» SUPPLIED RECORDS
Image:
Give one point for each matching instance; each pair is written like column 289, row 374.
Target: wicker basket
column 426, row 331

---

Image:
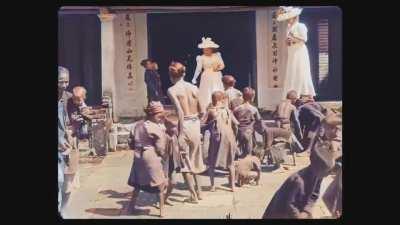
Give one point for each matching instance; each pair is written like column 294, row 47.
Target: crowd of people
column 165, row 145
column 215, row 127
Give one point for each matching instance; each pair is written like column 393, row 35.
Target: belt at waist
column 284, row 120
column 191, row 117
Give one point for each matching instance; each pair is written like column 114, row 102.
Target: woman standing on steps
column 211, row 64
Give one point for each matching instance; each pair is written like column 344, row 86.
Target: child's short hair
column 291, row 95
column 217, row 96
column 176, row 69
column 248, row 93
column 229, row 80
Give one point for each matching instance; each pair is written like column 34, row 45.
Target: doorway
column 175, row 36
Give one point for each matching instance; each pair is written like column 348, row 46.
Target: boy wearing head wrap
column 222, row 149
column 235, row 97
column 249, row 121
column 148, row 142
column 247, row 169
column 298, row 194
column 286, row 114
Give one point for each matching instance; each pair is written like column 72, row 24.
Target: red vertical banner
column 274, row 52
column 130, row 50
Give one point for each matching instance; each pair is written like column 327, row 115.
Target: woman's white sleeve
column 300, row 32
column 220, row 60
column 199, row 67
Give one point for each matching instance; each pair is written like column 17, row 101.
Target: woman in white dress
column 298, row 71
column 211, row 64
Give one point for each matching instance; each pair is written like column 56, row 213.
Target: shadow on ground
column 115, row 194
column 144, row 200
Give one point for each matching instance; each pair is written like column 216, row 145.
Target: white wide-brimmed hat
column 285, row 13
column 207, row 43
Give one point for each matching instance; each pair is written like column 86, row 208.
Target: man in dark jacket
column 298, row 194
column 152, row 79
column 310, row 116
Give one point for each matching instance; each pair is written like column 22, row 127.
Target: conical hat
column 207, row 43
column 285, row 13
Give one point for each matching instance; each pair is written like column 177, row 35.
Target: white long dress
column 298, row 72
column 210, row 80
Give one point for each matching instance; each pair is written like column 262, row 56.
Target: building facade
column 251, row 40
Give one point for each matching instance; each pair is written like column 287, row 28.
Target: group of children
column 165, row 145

» PROBLEM TO SOLVE
Which lines run from the one holding "327, row 115." through the one holding "17, row 101." in the records above? Repeat them exactly, both included, and nothing more.

» RESULT FOR THIS EXERCISE
Give one point for each matching instance; each pair is written like column 327, row 115.
Target: woman's white sleeve
column 300, row 32
column 220, row 60
column 199, row 67
Give one point for each matching instance; each pair is written like column 17, row 101.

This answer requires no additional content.